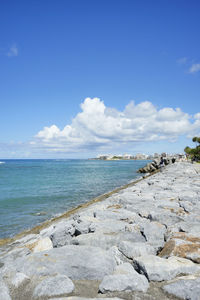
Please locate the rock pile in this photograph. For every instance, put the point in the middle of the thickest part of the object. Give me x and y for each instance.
(140, 243)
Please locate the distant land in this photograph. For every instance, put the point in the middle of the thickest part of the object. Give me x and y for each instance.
(139, 156)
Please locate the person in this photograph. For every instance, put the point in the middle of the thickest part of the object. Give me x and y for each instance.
(161, 163)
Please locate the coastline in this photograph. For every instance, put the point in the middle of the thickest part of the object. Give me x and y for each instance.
(140, 241)
(70, 212)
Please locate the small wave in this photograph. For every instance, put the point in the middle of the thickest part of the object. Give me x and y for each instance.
(41, 213)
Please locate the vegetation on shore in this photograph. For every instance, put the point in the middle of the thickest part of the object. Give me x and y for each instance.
(194, 153)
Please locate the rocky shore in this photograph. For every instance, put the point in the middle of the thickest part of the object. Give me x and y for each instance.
(142, 242)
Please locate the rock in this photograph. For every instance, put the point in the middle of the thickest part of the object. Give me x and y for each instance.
(54, 286)
(118, 256)
(76, 262)
(188, 288)
(157, 269)
(82, 298)
(182, 245)
(132, 250)
(154, 233)
(105, 241)
(40, 245)
(125, 278)
(4, 292)
(19, 279)
(60, 238)
(81, 227)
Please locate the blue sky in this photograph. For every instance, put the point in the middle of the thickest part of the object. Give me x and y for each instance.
(56, 54)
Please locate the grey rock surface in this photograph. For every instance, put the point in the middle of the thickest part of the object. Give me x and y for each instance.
(153, 224)
(132, 250)
(76, 262)
(54, 286)
(4, 292)
(188, 288)
(124, 278)
(159, 269)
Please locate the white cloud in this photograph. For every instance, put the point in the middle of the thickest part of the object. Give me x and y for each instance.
(194, 68)
(97, 127)
(182, 60)
(13, 51)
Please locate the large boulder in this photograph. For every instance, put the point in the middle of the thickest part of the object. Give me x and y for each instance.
(132, 250)
(54, 286)
(184, 288)
(158, 269)
(182, 245)
(105, 241)
(4, 292)
(125, 278)
(76, 262)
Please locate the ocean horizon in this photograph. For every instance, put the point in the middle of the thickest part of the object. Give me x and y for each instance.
(34, 190)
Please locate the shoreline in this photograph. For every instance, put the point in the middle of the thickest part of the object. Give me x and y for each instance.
(70, 212)
(139, 241)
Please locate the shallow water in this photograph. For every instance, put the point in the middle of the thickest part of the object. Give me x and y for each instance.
(32, 191)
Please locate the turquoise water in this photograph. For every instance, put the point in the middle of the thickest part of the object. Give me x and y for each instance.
(32, 191)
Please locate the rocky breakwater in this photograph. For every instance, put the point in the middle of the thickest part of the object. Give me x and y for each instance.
(142, 242)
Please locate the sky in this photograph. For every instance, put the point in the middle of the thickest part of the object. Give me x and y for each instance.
(82, 78)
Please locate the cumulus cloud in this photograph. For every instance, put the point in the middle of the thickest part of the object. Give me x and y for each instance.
(13, 51)
(194, 68)
(182, 60)
(98, 126)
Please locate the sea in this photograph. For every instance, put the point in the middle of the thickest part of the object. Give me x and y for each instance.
(32, 191)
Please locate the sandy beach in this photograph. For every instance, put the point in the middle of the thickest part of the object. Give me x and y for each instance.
(141, 241)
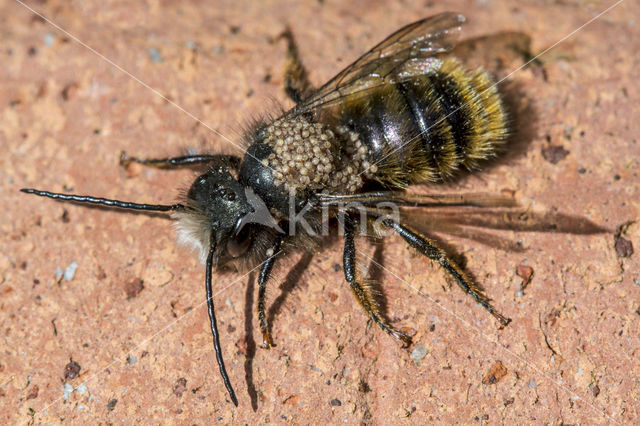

=======

Rewrite all of the rows above, changing every "photograph" to "image" and keeping everything else the same. Leave out the pictures.

Please locate the rock pile in this image. For every instance, put the point in the middle of the thickest part of the object. Give me x and y for each instance.
(140, 243)
Please locate the distant land in this image. For every instance, put the point in the middle of the thickest part of the object. Give me x and y for each instance.
(139, 156)
Please locate the person in this image. For every instance, put the point in the middle of the thickest part of the object. Give me x and y for each instance.
(161, 163)
Please locate the coastline in this image. For every instance, put the point in the middle of the thickest part of the object. Give me x and y for each instance.
(140, 241)
(70, 212)
Please locate the small wave in this image. For every instance, put the point in the middle of the thickest part of the object. Give me x and y for each instance.
(41, 213)
Please locate the vegetation on shore in this image. For every instance, put the point in the middle of the thickest part of the object. Give me x and y for each instance.
(194, 153)
Please locate the rocky shore in this image. For every instance, put the point in the middle of the thickest part of the object. Give me x and y for each instance.
(142, 242)
Please locate the rock in this image. For every instance, put the point in the middle of the thickest part of the object. Give me x and y for each instance.
(54, 286)
(118, 256)
(76, 262)
(188, 288)
(157, 269)
(82, 298)
(182, 245)
(132, 250)
(154, 233)
(105, 241)
(40, 245)
(125, 278)
(4, 292)
(19, 279)
(60, 238)
(81, 227)
Please locate the blue sky in this image. For every instance, put the point in the middle of the thickest part of the object. Give me x and y for each instance.
(56, 54)
Please locate the grey rock surface in this image. For every instance, put the point in the middle of the thickest part of the object. Give me x and y for each instance.
(153, 224)
(132, 250)
(76, 262)
(54, 286)
(4, 292)
(188, 288)
(124, 278)
(159, 269)
Please locate the white cloud in this image. For every instance, put the point in the middle of the thickest part of the object. Give me x and y for each instance.
(194, 68)
(97, 127)
(182, 60)
(13, 51)
Please locate the large boulder in this image. For every instance, put the point in the middle of the thickest part of the object. Give me x and y for each instance.
(132, 250)
(54, 286)
(184, 288)
(158, 269)
(182, 245)
(105, 241)
(4, 292)
(125, 278)
(76, 262)
Please locate the ocean horizon in this image. For every instance, put the point in the middle of the thickest part of the object. Give me x and y for each instance.
(34, 190)
Please locate the shoreline in this image. For every instance, put the point in the middle of the thickest part of the object. Give me x and y for each instance.
(70, 212)
(139, 241)
Please locate the shallow water in this image. For every instance, put the point in the middle of the thickest part of the object. Give me x and y for each instance.
(32, 191)
Please locate the turquoise water in this image. For every instance, put the point in the middle of the thickest part of the object. Give me x and y for each instance.
(32, 191)
Please locate the rocky breakwater in this image. For every instance, put the point in the middle of the thickest part of the object. Give me x and y for each instance.
(142, 242)
Please locate the sky in this image. For every instance, put the point in the middle of the thickest part of the object. Give me x and y for each instance.
(82, 78)
Please locate the cumulus cloud in this image. For every instance, put the point in the middle of the thickest part of the object. Give me x and y for each instance.
(13, 51)
(194, 68)
(182, 60)
(98, 126)
Please locate the sea in this image. For every instance, put the point in the middle of the thickest part of the object. Give me x and y for each instance.
(32, 191)
Please locate the sandy beach in this image. For every instance, put the point in the middle of the thickest part of the object. Give me x and y for each instance.
(141, 241)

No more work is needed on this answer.